» Stated problem
Please output only the lines that run from the line containing "Task: mark each instance of the bus window" through the end of the material below, exactly.

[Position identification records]
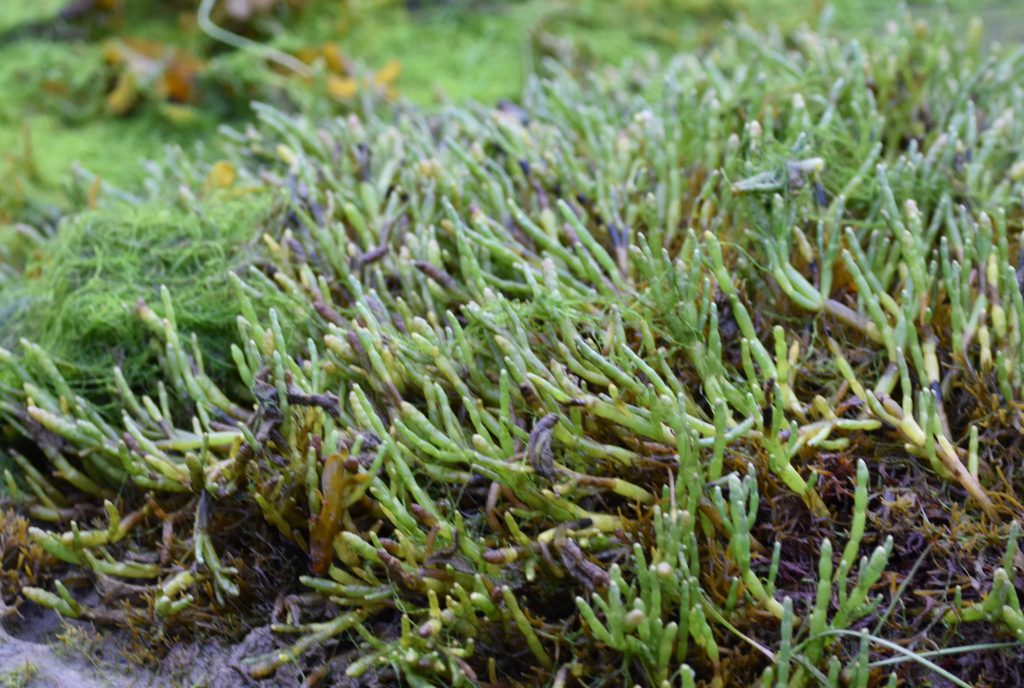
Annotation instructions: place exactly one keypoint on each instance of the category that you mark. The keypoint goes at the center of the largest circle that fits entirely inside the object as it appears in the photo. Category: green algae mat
(701, 370)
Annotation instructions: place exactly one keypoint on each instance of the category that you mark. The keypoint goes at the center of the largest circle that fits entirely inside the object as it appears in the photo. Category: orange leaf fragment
(327, 524)
(221, 175)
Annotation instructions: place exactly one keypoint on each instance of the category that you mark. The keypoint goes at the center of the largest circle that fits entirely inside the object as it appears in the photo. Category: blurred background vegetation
(102, 83)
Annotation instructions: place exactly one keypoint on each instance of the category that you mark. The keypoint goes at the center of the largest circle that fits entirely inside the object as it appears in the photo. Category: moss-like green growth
(710, 373)
(78, 294)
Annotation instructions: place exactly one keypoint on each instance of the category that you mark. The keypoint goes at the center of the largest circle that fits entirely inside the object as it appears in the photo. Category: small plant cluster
(700, 374)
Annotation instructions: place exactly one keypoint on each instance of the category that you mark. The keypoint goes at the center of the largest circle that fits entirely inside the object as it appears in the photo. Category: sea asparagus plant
(623, 384)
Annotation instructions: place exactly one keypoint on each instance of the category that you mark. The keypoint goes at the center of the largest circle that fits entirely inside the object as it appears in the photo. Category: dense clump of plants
(707, 373)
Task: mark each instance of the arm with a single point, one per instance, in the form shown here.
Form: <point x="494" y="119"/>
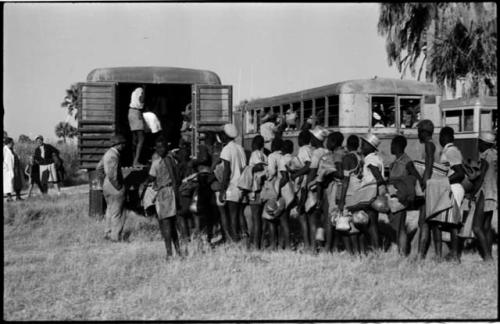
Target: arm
<point x="429" y="161"/>
<point x="458" y="175"/>
<point x="480" y="180"/>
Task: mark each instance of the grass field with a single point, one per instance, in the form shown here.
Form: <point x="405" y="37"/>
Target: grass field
<point x="58" y="267"/>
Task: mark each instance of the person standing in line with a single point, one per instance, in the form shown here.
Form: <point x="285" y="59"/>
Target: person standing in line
<point x="486" y="194"/>
<point x="299" y="177"/>
<point x="8" y="168"/>
<point x="165" y="181"/>
<point x="43" y="157"/>
<point x="136" y="123"/>
<point x="32" y="171"/>
<point x="373" y="169"/>
<point x="319" y="134"/>
<point x="425" y="130"/>
<point x="258" y="162"/>
<point x="113" y="189"/>
<point x="234" y="161"/>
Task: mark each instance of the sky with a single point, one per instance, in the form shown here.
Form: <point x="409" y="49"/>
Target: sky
<point x="260" y="49"/>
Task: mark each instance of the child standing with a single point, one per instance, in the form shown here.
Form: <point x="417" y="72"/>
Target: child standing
<point x="32" y="171"/>
<point x="164" y="178"/>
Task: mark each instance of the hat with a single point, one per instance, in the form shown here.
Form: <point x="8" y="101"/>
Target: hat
<point x="426" y="125"/>
<point x="230" y="130"/>
<point x="118" y="139"/>
<point x="319" y="132"/>
<point x="487" y="137"/>
<point x="372" y="140"/>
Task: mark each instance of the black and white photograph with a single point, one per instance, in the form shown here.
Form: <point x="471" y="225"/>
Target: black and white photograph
<point x="194" y="161"/>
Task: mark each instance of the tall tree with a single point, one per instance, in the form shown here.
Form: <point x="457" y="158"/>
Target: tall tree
<point x="64" y="130"/>
<point x="70" y="101"/>
<point x="452" y="40"/>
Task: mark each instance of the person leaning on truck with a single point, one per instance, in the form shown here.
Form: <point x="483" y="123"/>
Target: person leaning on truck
<point x="113" y="188"/>
<point x="43" y="156"/>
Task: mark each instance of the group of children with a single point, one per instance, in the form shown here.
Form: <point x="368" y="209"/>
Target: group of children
<point x="333" y="194"/>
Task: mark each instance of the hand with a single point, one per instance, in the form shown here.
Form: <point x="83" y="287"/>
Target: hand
<point x="222" y="196"/>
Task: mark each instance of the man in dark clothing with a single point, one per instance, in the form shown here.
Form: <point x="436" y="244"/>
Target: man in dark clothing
<point x="43" y="156"/>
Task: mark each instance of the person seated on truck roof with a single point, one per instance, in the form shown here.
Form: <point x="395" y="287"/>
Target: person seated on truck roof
<point x="136" y="122"/>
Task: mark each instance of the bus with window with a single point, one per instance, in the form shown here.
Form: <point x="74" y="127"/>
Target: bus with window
<point x="385" y="107"/>
<point x="469" y="117"/>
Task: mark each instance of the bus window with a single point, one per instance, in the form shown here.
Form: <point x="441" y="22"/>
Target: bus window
<point x="468" y="120"/>
<point x="383" y="112"/>
<point x="333" y="111"/>
<point x="488" y="120"/>
<point x="308" y="116"/>
<point x="249" y="121"/>
<point x="320" y="110"/>
<point x="460" y="120"/>
<point x="409" y="112"/>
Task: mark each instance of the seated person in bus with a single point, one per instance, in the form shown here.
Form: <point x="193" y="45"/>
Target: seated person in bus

» Answer below
Task: mark each instance of the bus window with a single point, one per instance, in the form shown here.
Form: <point x="441" y="22"/>
Target: bus window
<point x="468" y="120"/>
<point x="383" y="112"/>
<point x="333" y="111"/>
<point x="488" y="120"/>
<point x="308" y="116"/>
<point x="249" y="121"/>
<point x="320" y="110"/>
<point x="460" y="120"/>
<point x="409" y="112"/>
Task: mark each instance of the seated person in bus with a single point, one per instance, in the form shown here.
Form: <point x="193" y="45"/>
Target: seated person in bus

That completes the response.